• [Problem to solve] Swap every "dot" in the items below for "point", and write the lines out again with nothing else changed.

Entries from a point annotation set
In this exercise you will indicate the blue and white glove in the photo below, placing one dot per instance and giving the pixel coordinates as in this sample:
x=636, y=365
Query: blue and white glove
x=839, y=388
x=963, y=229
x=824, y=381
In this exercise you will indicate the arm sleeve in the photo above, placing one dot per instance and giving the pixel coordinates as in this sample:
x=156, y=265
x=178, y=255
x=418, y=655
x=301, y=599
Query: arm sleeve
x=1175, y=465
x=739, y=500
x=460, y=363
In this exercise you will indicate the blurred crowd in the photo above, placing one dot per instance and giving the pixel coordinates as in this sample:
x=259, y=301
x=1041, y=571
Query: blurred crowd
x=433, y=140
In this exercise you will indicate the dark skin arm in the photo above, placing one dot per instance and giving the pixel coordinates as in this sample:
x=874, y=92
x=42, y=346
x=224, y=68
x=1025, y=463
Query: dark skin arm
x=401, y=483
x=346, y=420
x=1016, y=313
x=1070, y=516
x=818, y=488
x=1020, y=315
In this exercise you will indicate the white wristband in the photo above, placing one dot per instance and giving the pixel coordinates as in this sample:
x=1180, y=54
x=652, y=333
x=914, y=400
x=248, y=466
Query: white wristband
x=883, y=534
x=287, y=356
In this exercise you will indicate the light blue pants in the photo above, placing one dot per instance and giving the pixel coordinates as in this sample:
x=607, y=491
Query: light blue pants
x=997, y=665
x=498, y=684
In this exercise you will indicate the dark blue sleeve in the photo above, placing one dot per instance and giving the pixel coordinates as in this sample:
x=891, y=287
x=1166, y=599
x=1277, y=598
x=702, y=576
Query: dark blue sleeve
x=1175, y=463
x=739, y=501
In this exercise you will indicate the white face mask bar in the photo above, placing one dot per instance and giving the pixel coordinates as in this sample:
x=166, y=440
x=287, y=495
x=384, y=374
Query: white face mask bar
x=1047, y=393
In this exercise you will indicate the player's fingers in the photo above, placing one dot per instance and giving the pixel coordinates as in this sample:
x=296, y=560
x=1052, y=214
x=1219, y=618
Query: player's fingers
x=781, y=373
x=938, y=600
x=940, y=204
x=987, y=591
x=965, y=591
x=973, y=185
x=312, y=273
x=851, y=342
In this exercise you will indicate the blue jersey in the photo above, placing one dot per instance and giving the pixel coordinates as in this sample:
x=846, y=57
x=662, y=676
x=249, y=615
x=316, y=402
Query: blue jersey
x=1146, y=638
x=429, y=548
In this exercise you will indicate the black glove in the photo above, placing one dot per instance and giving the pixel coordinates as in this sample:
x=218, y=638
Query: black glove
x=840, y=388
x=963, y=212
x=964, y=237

• [Answer below]
In this exercise you will indicate the blue and white glove in the photo below, placing one point per instance and giving the pixel coordinates as in this sample:
x=636, y=365
Query: blue and white glove
x=839, y=388
x=963, y=229
x=824, y=381
In this exercise you will indicate the arm sleeve in the photo above, placing one point per instance and giving the pixel coordinates as in this sample:
x=156, y=265
x=178, y=255
x=418, y=655
x=301, y=599
Query: arm sleeve
x=1175, y=465
x=739, y=500
x=460, y=363
In this exercise you will indicate the blurred crowd in the photo above, placing one point per instance and giving the pixel coordinates as in this sample:
x=259, y=301
x=1041, y=571
Query: blurred crowd
x=433, y=140
In this exercise you will indicate the dark skin arm in the photo above, placing one point per instance and giving the pixel coordinates as in this sample:
x=874, y=92
x=42, y=346
x=224, y=68
x=1025, y=463
Query: dark skin arm
x=401, y=483
x=346, y=420
x=1016, y=313
x=1070, y=516
x=818, y=488
x=1020, y=315
In this exercise you will indicate the white wristband in the photo above, placing one point per instance and giving the pixel coordinates as in this sample:
x=1180, y=54
x=652, y=333
x=914, y=400
x=248, y=466
Query: white wristband
x=883, y=534
x=287, y=356
In this exercise you will indicate the light blue pants in the photo above, placing one point per instance and giving the pixel coordinates as in this sample:
x=607, y=491
Query: light blue pants
x=997, y=665
x=498, y=684
In this exercise you will indicate the dark blue sleeve in the photo above, placing one point per instance and giving the pixel coordinates as in this sample:
x=891, y=287
x=1166, y=599
x=1277, y=598
x=702, y=576
Query: dark blue sleeve
x=1175, y=463
x=739, y=501
In this exercise you will indicate the white face mask bar in the photo above, placing one point per instance and giving the pixel coordinates as in this sample:
x=166, y=440
x=287, y=495
x=384, y=374
Query: white face mask bar
x=1047, y=393
In this exercise you will indicate the player's fingers in the photo above, placing one point per instance and giving the pixel coordinates as in this sample:
x=296, y=560
x=1052, y=214
x=1219, y=618
Query: player's fingers
x=781, y=373
x=938, y=600
x=940, y=204
x=987, y=591
x=965, y=591
x=973, y=185
x=312, y=273
x=851, y=342
In this exercise you will indicate the blue jersey in the photo above, placing one point per instance and giving the pixel coordinates as in this sample:
x=846, y=57
x=662, y=676
x=249, y=615
x=316, y=402
Query: blue jersey
x=1146, y=638
x=429, y=548
In this exercise you will indicate the black glove in the photo above, placing one point per instance and giving the pixel coordinates as in this sample:
x=218, y=638
Query: black glove
x=840, y=388
x=963, y=212
x=964, y=237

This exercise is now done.